━━━━━ DATASET ROWS

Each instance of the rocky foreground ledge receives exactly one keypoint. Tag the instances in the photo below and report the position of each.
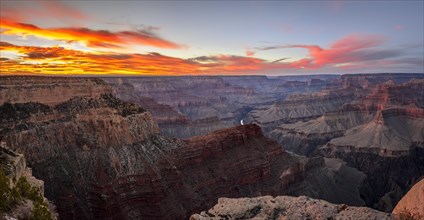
(286, 207)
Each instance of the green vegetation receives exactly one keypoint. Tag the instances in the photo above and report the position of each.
(10, 198)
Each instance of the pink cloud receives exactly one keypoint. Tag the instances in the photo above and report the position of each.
(250, 53)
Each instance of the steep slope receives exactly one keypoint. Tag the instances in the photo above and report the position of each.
(21, 194)
(48, 90)
(412, 204)
(102, 158)
(301, 107)
(285, 207)
(381, 133)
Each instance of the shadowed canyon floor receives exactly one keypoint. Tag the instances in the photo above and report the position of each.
(117, 158)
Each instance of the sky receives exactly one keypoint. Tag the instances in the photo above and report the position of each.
(210, 37)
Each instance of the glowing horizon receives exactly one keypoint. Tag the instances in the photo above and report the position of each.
(77, 38)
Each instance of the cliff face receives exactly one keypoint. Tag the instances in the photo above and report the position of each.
(102, 158)
(380, 133)
(412, 204)
(21, 194)
(48, 90)
(285, 207)
(191, 106)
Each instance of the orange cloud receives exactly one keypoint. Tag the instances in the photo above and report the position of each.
(91, 38)
(250, 53)
(58, 60)
(26, 11)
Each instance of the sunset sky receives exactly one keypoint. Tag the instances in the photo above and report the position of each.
(210, 38)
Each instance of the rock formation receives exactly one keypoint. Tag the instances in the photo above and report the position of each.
(285, 207)
(412, 204)
(21, 194)
(48, 90)
(380, 133)
(104, 158)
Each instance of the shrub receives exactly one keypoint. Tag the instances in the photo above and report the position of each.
(40, 212)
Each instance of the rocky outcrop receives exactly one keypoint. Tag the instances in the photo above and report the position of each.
(301, 107)
(22, 195)
(285, 207)
(412, 204)
(48, 90)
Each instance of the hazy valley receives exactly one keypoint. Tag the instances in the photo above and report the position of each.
(168, 147)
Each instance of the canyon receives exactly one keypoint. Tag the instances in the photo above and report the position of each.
(168, 147)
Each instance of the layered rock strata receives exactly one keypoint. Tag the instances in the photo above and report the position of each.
(285, 207)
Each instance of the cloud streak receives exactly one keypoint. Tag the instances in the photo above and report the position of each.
(89, 37)
(347, 54)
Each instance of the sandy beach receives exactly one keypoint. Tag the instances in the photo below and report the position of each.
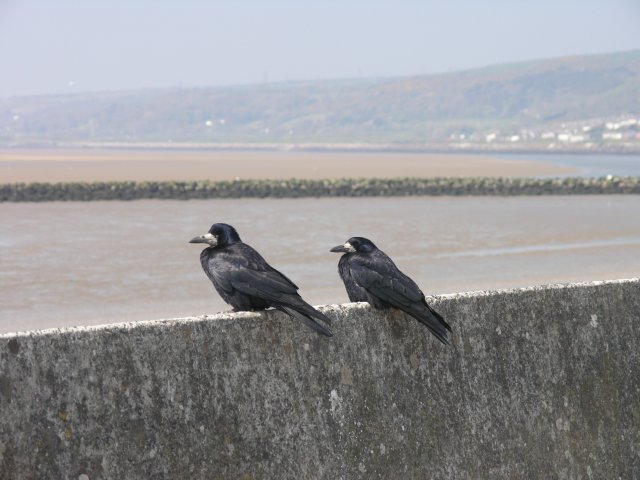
(51, 165)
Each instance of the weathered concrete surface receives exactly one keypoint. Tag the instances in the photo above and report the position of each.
(539, 383)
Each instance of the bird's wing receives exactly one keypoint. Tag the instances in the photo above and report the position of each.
(380, 277)
(244, 269)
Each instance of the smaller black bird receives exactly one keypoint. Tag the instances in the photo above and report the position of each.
(247, 282)
(369, 275)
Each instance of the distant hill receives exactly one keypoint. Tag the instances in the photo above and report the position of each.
(470, 105)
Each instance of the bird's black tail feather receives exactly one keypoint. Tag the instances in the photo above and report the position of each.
(311, 317)
(433, 321)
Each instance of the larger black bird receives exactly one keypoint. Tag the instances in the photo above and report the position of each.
(369, 275)
(247, 282)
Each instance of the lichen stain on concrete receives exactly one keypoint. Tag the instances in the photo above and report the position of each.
(346, 376)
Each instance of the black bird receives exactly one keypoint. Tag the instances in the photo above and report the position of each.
(247, 282)
(369, 275)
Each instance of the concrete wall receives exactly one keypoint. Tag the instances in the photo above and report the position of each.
(539, 383)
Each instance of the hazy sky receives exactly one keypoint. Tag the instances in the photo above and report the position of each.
(60, 46)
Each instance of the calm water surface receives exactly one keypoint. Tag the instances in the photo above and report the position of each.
(596, 165)
(97, 262)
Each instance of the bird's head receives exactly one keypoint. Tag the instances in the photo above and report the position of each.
(219, 235)
(356, 244)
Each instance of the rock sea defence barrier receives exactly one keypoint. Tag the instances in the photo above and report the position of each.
(540, 382)
(297, 188)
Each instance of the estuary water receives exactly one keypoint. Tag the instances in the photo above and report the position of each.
(64, 264)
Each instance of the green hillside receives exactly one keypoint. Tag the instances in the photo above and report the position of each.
(505, 99)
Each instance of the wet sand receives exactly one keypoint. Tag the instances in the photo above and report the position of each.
(105, 165)
(65, 264)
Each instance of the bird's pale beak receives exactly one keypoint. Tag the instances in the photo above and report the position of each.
(206, 238)
(346, 248)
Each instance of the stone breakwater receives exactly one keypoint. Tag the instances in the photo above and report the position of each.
(296, 188)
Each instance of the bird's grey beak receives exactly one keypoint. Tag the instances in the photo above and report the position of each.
(346, 248)
(206, 238)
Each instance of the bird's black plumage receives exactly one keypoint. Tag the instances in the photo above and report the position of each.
(247, 282)
(369, 275)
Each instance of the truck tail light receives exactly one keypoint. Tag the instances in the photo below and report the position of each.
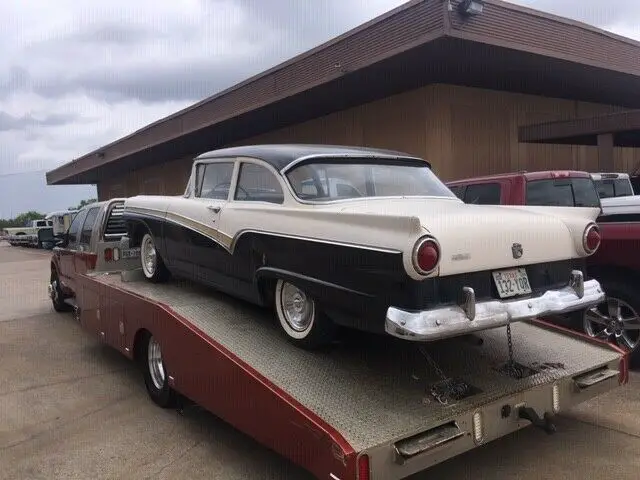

━━━━━━━━━━

## [GIVEN TASK]
Locate every line in the entries above that contains the word "below", and copy each of those lines.

## [FULL SOLUTION]
Each instance of the rocky foreground ledge receives exactly one keypoint. Tag the instances in the photo below and report the position of each.
Each instance of the sandy beach receives exactly one keypoint. Tag the instances in the photo below and report the position of each.
Each instance of the truck tail light receives exactly one keypoint. Tag the instances in the photo below and report the position of each.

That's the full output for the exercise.